▶ [Work required]: Pick up the write-up about the outdoor cover for a Model 3 where it stops, and keep going in the same voice.

Our garage is too full of stuff to put the car away, so I tried to buy an outdoor cover from Tesla (the outdoor one listed here: Model 3 Car Cover ). This not only isn't available in the UK, according to Tesla UK, who were very helpful, it cannot be imported into the UK, even as a special order. There are lots of car covers around, but a bit of research showed that the majority aren't suitable for use with a Model 3, even where the manufacturer lists it as such. The problem is that the Model 3 can fire up the cooling fans and air intake at the front at any time, to cool the battery or limit the cabin temperature, so the grill area at the front must be open enough to allow air in.

The only cover I found, apart from the genuine Tesla one, was one from Bouge RV. It's available from the usual online places. I bought one a few weeks ago, and thought I'd scribble a few words about it (this isn't a full review, nor has it been sponsored). There are some videos around showing this cover, so this should be read in conjunction with those if you're interested in getting one.

First impressions were that its a bit awkward to fit the first time, as it arrives packed inside out, effectively, so need to be unpacked somewhere clean and dry, and repacked so that the inside surface is facing outwards. Once the knack of packing it up is mastered (very easy, and this point has been made on at least one of the YouTube video reviews) then it is very quick and simple to put on, and only slightly less quick and easy to remove and roll up. The inside surface is a soft, non-woven, fabric, with no risk of damaging the paint. The outside surface is a silver coloured fairly heavy duty plastic, that seems durable and does reflect heat a fair bit (my car is black, and the cabin temperatures have been a lot lower in bright sunshine).

▶ [Stored data]:
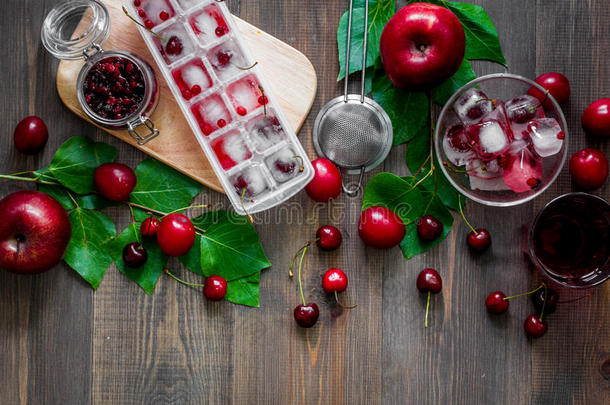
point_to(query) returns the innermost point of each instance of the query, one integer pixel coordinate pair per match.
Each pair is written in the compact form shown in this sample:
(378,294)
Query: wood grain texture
(289,73)
(62,343)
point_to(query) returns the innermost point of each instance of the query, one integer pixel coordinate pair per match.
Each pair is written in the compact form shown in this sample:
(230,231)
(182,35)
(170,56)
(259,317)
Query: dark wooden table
(62,343)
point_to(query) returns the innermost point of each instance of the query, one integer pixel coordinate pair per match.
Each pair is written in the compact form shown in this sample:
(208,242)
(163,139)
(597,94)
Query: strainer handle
(353,191)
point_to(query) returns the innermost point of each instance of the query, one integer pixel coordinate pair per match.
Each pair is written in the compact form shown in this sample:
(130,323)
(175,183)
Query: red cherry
(334,280)
(495,303)
(429,228)
(534,326)
(380,227)
(589,168)
(329,238)
(479,241)
(558,86)
(596,118)
(176,234)
(115,181)
(31,135)
(215,288)
(326,183)
(150,226)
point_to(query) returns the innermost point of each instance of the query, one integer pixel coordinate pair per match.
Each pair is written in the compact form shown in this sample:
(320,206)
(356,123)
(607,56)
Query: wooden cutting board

▶ [Answer below]:
The cover does a good job at preventing pheasant attacks, but also keeps the car a lot cleaner. I've found that there is enough natural ventilation that there is never any condensation under the cover, so I suspect it would also provide a fair degree of frost and icing protection in very cold weather.

Overall the fit is reasonably good, although I feel the cover could do with being very slightly longer. With the elasticated front edge hooked under the lowest part of the front of the car, the cover isn't quite long enough to cover right down to the lowest edge at the rear. No amount of pulling and tweaking will fix this, and it tends to leave the rear strap running across the lower surface of the rear bumper, which isn't ideal.

The cover has three attached straps, but frankly they are not great. The fasteners are OK, but the straps themselves are flimsy and not well finished. The front and rear straps are very easy to fit, although they tend to come loose (as shown in the pictures) because the strap material is too thin to stay locked on the adjustment buckle. There's a centre strap that goes under the car, and that's just as flimsy, plus it's awkward to throw the strap across the underside of the car in order to fasten it. On the plus side, the centre strap doesn't tend to loosen at all.

One very useful feature is a zipped access panel over the charge port. This doesn't seem to leak when closed, and the access is large enough to make opening the charge port easy, as long as the cover is correctly positioned on the car. One less useful feature is the absence of wing mirror pockets. On the plus side this means the cover looks neater, but it does mean that the mirrors must be folded for the cover to fit, and that automatic fold on lock is disabled, as there isn't enough room under the cover for them to open (although they will try, and struggle a lot). I found this out the hard way, when I unlocked the car to charge it, and the mirrors struggled and pulled the cover drum tight as they tried to open.

Although removing the cover is easy, just fold each side lengthwise to the centre line of the car, then roll it up from one end, if the cover is wet then some thought needs to go into where best to stow it. When dry it can just go into the boot easily, and the cover comes with a neat storage bag for this purpose. However, when wet it can't easily go in the boot (even with a boot liner I found that doing this just mists up the inside of the car). I haven't yet solved this problem, although I may re-purpose a spare plastic dustbin, with some drainage holes added, as home storage.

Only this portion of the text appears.